**WHAT THE TASK REQUIRES:**
Return each line of the data below that contains the string "picture".

**DATA UNDER STUDY:**

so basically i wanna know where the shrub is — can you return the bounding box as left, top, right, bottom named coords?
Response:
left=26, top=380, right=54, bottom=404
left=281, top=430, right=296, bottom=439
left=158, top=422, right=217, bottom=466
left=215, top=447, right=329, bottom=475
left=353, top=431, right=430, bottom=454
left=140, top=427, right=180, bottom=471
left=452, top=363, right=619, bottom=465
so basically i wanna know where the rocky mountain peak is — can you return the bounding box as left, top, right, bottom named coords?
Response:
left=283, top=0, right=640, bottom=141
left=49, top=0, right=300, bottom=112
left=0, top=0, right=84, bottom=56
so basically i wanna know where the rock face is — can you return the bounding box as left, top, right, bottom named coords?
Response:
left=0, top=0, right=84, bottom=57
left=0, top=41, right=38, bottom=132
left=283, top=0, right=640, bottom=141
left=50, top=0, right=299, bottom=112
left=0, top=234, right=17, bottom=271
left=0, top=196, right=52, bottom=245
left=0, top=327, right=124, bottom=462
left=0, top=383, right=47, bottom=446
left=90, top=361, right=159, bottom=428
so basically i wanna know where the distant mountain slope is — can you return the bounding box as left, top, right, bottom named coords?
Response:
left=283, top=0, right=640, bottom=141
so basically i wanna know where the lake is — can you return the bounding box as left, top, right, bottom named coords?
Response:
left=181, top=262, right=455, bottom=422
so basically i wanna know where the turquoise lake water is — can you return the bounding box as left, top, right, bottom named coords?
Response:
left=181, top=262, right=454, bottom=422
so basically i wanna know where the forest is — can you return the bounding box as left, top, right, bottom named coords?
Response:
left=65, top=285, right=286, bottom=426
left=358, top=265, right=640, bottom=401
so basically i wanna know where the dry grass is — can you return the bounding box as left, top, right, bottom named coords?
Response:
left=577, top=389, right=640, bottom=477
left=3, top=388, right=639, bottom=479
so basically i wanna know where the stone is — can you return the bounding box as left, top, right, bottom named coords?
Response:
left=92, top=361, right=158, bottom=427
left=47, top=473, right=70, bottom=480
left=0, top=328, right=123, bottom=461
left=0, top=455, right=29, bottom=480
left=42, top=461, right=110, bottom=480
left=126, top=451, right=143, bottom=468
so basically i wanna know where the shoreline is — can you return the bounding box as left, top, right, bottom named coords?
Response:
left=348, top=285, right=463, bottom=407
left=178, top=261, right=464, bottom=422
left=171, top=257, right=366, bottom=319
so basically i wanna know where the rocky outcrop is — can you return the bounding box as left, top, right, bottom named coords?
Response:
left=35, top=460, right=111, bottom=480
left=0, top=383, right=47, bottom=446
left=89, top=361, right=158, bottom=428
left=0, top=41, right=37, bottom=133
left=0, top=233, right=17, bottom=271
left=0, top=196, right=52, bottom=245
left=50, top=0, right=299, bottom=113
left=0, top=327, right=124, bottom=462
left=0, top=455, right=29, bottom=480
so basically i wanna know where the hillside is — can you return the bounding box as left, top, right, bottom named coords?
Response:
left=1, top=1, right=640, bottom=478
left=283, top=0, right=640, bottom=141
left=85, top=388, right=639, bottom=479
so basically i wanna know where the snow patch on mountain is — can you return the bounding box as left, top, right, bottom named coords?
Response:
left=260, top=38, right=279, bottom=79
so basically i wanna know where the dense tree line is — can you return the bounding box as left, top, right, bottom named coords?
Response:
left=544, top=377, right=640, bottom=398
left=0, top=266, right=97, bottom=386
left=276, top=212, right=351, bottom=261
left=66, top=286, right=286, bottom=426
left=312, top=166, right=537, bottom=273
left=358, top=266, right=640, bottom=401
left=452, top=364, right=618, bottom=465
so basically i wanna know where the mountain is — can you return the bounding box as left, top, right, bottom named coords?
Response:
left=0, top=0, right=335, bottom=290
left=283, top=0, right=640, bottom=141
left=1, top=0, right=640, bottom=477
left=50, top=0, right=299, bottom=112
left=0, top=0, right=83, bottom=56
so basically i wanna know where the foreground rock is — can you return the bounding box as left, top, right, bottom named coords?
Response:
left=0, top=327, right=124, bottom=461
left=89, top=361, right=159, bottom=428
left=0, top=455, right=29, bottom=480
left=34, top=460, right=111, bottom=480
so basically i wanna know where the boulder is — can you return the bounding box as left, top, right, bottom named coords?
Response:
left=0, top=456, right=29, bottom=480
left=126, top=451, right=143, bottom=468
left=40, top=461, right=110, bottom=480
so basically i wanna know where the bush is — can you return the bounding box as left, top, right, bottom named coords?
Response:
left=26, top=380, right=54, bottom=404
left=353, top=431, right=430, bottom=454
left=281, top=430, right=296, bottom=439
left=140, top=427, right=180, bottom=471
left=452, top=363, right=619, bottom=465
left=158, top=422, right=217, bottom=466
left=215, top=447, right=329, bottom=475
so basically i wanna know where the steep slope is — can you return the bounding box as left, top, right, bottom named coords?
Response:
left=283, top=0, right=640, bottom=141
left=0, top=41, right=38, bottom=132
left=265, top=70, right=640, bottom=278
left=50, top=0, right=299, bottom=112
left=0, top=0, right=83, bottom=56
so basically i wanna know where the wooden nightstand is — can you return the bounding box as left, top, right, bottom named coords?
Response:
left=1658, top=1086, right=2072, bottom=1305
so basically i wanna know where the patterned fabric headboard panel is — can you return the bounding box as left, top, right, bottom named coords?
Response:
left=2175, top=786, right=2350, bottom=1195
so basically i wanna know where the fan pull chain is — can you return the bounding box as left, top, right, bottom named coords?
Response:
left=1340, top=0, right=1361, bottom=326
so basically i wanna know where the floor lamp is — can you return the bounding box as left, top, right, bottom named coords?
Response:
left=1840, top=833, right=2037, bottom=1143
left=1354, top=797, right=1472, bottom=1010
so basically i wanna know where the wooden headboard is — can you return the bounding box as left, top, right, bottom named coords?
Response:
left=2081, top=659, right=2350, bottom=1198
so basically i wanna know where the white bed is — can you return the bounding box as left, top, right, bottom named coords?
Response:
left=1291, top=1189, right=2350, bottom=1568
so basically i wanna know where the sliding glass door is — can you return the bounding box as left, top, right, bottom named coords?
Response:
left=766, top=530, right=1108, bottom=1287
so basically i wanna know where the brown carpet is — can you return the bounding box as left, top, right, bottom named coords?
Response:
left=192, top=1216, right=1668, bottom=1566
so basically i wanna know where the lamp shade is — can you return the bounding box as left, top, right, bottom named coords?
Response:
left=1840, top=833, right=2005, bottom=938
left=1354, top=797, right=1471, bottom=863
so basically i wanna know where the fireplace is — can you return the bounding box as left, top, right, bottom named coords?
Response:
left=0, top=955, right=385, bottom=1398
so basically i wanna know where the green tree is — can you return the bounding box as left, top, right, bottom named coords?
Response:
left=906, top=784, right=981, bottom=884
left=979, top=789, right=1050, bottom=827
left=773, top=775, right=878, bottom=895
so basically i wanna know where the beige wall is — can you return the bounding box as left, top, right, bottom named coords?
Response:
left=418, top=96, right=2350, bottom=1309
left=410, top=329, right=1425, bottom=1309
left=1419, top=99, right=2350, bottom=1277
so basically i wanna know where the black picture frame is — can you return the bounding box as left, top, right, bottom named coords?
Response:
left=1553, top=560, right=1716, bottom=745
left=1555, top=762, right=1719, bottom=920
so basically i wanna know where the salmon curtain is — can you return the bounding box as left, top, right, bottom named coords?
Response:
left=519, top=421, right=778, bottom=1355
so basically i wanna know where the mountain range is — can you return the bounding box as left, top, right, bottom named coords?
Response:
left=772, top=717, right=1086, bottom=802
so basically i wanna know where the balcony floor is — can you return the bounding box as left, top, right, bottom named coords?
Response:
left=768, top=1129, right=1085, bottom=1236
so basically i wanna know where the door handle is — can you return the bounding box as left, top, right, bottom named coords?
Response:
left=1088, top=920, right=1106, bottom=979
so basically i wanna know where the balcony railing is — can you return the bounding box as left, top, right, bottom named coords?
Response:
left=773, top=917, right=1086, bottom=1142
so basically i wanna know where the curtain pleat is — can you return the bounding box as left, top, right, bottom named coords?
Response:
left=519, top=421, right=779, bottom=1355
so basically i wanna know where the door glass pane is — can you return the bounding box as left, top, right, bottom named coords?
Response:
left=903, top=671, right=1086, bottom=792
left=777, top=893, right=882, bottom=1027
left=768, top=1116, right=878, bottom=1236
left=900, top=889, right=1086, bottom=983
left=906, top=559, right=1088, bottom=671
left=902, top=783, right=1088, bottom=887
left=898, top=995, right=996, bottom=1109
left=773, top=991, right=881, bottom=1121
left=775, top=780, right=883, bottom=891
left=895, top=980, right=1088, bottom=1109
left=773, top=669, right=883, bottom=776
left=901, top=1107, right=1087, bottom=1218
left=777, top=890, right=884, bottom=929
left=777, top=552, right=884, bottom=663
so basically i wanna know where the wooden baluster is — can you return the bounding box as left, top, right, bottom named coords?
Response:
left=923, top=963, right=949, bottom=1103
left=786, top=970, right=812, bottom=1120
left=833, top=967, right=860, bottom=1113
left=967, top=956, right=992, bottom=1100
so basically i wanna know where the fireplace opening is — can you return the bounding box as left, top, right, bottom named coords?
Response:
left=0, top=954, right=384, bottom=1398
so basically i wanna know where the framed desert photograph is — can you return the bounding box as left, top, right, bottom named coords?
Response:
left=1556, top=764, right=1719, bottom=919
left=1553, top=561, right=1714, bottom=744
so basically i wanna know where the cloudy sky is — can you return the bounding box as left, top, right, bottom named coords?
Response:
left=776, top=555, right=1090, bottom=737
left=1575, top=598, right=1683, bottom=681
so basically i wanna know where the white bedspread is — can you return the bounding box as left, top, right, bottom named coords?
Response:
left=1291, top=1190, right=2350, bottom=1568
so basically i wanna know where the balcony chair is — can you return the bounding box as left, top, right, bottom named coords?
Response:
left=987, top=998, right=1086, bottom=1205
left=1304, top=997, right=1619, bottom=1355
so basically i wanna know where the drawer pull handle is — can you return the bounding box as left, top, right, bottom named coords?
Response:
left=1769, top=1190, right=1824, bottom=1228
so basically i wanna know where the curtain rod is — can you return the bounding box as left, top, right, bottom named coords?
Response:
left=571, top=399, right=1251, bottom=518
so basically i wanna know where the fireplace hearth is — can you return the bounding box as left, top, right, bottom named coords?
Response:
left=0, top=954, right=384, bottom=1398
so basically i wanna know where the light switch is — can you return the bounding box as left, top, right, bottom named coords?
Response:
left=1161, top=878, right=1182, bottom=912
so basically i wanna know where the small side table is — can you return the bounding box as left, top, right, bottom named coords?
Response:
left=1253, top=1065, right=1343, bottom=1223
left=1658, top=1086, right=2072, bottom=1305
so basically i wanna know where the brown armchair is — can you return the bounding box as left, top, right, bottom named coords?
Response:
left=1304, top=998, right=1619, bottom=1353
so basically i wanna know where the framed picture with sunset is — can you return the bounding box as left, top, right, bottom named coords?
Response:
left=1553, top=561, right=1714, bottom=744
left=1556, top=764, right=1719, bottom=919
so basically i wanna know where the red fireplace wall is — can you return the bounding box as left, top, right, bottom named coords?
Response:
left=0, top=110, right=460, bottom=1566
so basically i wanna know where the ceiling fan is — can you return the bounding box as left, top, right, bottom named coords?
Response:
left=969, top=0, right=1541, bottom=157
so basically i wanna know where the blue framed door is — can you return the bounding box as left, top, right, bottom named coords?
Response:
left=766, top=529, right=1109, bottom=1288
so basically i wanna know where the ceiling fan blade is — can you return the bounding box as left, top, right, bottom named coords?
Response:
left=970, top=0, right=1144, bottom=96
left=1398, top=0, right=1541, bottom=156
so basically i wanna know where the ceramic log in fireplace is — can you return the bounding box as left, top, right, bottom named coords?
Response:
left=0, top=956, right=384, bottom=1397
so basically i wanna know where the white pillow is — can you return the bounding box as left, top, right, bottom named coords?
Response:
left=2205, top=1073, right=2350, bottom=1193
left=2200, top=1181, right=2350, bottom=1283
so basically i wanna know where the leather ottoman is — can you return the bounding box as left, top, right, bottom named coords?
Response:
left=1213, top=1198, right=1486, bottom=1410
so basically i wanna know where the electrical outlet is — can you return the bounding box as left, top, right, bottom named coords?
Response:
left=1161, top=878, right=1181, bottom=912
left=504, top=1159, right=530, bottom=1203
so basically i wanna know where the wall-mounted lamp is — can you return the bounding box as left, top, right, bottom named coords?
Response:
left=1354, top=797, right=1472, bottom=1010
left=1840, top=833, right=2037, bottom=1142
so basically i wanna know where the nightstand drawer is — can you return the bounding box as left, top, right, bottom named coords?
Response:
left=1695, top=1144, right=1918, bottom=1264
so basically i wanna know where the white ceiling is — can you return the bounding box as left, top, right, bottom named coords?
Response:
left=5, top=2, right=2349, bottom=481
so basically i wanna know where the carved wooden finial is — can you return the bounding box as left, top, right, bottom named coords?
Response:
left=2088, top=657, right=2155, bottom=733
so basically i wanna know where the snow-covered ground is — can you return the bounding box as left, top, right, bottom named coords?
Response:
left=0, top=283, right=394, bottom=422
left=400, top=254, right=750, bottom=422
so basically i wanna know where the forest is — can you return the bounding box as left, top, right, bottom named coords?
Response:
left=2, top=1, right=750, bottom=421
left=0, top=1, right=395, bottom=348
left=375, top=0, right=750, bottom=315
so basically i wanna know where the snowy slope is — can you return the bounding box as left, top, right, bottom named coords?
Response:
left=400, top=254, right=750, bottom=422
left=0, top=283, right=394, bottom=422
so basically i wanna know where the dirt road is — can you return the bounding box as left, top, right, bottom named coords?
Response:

**TASK RESPONSE:**
so basically i wanna know where the black picture frame is — can you return the bounding box as left, top, right, bottom named coords?
so basically i wanna know where the framed picture with sunset is — can you return the bounding box as left, top, right, bottom named coords?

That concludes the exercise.